*Required task*.
Output, with no changes, the span of lines that opens with the line containing "of the overcast" and closes with the last line.
* BEGIN *
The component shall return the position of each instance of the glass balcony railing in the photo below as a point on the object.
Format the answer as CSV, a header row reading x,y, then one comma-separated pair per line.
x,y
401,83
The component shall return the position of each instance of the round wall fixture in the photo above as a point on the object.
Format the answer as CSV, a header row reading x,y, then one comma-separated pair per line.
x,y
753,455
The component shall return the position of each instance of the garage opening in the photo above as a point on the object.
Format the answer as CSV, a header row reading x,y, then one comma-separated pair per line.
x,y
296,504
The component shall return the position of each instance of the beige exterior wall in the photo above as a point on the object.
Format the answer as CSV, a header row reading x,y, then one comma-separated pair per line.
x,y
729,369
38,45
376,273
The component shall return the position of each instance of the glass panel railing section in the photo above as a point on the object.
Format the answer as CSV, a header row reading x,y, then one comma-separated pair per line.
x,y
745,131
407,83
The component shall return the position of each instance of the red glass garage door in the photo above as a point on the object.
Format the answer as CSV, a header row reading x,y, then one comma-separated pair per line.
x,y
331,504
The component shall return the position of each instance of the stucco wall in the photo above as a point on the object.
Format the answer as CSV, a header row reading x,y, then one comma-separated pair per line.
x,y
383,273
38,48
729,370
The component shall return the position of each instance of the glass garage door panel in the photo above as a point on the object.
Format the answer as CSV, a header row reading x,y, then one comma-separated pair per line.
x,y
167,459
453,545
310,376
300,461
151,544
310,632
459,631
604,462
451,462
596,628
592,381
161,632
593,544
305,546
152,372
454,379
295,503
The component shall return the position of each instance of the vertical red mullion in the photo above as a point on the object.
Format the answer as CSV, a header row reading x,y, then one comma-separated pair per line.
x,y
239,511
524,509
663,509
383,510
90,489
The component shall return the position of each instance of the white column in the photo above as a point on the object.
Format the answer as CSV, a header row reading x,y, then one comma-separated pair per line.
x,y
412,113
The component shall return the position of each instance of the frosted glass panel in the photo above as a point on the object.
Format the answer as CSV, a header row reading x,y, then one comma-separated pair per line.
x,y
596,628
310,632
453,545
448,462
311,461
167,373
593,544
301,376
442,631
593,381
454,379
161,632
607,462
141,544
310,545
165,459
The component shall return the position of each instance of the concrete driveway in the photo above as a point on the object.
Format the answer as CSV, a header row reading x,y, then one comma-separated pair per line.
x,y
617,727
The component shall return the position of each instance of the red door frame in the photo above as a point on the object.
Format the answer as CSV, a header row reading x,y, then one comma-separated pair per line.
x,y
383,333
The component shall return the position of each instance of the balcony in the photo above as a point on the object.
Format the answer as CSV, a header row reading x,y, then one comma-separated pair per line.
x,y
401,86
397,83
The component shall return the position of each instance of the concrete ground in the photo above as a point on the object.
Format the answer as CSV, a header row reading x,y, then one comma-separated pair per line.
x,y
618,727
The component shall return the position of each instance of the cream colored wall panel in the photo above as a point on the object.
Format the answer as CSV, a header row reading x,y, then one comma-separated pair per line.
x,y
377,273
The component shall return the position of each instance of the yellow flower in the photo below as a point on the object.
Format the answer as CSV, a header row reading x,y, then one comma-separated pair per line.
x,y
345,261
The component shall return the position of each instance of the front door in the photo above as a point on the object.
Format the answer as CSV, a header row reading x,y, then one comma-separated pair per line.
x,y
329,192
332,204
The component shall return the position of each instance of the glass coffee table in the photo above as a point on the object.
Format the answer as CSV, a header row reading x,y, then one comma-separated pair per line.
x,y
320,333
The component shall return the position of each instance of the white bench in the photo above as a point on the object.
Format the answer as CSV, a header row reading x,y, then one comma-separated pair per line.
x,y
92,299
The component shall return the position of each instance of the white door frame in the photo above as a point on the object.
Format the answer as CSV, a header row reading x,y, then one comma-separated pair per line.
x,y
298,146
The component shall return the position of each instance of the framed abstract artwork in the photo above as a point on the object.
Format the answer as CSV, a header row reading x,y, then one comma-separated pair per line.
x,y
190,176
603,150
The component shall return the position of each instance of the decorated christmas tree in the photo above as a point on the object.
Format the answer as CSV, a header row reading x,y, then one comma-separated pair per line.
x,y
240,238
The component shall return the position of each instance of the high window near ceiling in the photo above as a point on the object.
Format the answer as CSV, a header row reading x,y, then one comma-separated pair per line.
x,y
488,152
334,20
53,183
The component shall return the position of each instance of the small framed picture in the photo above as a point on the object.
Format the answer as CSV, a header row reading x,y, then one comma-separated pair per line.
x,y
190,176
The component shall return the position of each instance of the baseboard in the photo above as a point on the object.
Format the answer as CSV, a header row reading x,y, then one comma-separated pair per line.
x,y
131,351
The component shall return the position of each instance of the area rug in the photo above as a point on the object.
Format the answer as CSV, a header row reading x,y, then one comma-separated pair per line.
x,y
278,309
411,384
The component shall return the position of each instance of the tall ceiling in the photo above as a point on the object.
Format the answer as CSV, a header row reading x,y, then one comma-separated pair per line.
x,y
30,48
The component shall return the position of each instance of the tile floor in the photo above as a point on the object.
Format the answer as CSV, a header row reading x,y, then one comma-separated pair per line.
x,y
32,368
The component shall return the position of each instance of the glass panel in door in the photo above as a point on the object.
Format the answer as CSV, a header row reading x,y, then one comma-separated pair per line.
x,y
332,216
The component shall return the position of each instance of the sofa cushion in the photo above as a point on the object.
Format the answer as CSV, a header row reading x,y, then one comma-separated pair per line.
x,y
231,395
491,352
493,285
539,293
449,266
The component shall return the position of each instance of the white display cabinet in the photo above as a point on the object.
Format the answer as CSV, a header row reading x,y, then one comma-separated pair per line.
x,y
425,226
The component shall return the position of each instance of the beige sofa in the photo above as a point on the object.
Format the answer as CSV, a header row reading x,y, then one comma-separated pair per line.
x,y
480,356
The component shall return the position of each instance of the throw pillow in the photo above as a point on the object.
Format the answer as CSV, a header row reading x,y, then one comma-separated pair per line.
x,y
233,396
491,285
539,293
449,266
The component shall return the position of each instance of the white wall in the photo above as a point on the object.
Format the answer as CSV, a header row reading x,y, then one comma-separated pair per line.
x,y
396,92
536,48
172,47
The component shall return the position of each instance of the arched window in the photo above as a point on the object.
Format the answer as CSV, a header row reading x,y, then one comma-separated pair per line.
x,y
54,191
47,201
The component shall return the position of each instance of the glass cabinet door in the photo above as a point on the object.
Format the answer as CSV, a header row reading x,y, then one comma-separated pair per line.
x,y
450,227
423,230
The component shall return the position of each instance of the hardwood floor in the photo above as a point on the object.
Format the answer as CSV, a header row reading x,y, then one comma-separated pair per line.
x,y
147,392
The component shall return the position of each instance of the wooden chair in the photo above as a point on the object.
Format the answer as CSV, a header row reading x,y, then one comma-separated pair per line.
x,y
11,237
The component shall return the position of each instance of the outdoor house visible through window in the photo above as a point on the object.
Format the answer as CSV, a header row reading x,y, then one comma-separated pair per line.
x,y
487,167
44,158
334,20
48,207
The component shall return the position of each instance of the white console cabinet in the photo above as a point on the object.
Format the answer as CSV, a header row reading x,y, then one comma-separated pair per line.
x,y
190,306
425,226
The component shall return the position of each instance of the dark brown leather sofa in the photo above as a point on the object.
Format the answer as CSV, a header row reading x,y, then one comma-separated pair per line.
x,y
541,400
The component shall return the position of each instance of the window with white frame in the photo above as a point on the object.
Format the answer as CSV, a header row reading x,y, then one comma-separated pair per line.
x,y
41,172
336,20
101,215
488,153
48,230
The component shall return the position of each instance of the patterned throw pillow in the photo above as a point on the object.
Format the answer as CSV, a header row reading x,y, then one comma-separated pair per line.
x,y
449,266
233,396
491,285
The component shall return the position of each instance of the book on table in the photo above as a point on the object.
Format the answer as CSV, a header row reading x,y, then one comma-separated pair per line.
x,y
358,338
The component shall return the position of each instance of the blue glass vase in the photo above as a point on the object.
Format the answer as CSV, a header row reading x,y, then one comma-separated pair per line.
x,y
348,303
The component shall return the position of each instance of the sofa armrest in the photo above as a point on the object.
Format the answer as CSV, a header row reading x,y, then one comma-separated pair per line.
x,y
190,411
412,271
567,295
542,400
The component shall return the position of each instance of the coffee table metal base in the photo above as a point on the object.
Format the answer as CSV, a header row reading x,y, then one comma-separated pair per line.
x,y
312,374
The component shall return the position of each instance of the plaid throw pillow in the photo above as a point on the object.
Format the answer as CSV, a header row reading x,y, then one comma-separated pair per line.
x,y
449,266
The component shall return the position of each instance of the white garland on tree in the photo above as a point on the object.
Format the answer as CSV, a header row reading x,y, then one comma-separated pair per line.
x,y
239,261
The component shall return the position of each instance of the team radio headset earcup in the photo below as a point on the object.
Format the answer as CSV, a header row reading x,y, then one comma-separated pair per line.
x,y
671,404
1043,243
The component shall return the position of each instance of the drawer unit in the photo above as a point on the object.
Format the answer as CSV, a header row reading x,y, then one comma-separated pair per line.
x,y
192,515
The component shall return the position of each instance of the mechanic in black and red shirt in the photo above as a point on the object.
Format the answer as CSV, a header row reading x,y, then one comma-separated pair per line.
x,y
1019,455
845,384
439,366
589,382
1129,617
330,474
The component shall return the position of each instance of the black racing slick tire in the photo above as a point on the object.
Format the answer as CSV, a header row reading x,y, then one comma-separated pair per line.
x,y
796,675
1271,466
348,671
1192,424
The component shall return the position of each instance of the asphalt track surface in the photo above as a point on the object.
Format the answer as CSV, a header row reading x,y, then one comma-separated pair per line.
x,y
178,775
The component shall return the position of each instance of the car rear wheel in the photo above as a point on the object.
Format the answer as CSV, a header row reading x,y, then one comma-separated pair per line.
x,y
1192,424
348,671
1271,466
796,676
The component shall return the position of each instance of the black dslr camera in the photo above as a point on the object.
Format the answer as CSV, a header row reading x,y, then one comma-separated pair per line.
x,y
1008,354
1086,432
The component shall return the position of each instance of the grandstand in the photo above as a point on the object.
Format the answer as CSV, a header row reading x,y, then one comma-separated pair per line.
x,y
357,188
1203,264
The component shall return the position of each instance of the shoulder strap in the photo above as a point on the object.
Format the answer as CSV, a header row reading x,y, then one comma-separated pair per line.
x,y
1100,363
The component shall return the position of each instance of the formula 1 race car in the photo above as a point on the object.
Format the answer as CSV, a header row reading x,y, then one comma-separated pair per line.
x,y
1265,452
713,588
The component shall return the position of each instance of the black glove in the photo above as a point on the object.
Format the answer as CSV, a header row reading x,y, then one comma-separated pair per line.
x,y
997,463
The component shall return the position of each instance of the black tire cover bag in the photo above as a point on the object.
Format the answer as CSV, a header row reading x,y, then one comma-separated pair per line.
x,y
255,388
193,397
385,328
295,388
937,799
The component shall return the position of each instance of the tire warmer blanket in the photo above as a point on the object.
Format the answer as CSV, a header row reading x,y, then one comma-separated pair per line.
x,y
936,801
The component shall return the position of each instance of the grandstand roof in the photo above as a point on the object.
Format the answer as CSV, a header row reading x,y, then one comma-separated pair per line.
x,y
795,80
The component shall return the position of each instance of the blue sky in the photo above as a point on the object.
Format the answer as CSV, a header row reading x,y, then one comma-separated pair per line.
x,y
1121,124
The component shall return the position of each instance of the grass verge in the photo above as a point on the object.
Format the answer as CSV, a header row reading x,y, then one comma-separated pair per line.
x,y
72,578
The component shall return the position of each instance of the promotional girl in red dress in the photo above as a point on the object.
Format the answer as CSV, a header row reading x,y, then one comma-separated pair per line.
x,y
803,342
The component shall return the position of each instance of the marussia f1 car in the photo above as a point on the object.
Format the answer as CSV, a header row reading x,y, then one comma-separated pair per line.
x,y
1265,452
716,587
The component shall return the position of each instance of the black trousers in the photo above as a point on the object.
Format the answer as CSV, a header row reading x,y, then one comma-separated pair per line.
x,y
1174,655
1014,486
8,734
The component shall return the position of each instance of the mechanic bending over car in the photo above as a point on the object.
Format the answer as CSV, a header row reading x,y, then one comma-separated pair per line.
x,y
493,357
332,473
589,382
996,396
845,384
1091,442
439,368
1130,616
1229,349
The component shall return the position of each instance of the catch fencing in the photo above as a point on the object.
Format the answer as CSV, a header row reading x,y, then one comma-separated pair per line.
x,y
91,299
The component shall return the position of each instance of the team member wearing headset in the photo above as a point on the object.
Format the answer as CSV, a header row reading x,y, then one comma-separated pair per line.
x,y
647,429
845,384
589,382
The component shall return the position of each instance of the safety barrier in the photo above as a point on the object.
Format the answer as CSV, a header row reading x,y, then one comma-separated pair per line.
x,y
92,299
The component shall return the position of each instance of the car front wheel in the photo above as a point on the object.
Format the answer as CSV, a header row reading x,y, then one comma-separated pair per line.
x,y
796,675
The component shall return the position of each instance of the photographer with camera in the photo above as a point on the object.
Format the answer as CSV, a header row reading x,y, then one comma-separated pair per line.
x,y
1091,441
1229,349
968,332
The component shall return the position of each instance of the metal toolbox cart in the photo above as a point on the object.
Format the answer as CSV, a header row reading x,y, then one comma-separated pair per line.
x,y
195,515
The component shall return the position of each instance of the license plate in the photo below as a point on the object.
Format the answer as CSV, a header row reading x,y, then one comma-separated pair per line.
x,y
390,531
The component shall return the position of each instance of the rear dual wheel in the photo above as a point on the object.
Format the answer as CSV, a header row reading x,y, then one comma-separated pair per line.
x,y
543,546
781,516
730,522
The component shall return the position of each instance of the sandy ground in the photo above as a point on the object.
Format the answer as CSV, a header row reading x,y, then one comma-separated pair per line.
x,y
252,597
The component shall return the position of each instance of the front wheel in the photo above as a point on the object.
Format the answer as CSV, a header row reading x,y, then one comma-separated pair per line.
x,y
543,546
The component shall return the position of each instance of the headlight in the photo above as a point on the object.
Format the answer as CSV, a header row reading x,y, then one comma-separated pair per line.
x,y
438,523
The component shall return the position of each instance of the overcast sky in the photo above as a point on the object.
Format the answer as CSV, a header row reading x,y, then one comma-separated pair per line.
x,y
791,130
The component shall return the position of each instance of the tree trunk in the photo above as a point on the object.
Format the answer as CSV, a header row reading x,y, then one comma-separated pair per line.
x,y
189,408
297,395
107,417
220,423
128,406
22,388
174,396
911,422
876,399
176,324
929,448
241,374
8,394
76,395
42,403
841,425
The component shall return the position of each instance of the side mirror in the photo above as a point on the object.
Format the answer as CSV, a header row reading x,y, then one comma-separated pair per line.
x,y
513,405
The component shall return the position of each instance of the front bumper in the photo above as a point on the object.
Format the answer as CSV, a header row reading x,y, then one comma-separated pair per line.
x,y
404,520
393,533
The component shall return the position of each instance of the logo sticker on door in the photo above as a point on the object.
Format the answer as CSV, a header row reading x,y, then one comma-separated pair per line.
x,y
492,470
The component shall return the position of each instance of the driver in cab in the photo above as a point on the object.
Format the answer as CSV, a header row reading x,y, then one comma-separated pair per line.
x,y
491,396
* END *
*Worked solution*.
The component shall return the position of each instance of the overcast sky in the photo above as a point on the object.
Format the answer as CSV, a header row reading x,y, then one comma-separated pair per line.
x,y
791,130
The component shall return the position of each instance of the tree trunk in the photo above as a point on the object.
Format the answer as CSV, a header row reading x,y, then one comma-separated pair per line.
x,y
189,408
297,395
107,417
220,423
128,406
22,388
174,396
911,422
876,399
176,324
929,448
241,374
8,394
76,395
42,403
841,425
The component shall return the position of each instance of the side mirror in the photo above as a point on the object.
Format the answer as CSV, a header row reading x,y, then one comma-separated pair per line.
x,y
513,405
The component shall return the position of each instance of the front bumper in the photo above as a point on the object.
Format the answer as CSV, a header row reading x,y, then one comma-separated pair per line.
x,y
404,520
393,533
The component shall return the position of each instance of the logo sticker on door in the photo above as a point on the object.
Format the answer as CSV, a header row reading x,y, then one comma-separated pair per line.
x,y
492,470
The component shall return the position of each instance of the driver in cab in the photo above as a point on the object.
Format the answer as CSV, a header row reading x,y, then one comma-separated pair per line.
x,y
491,396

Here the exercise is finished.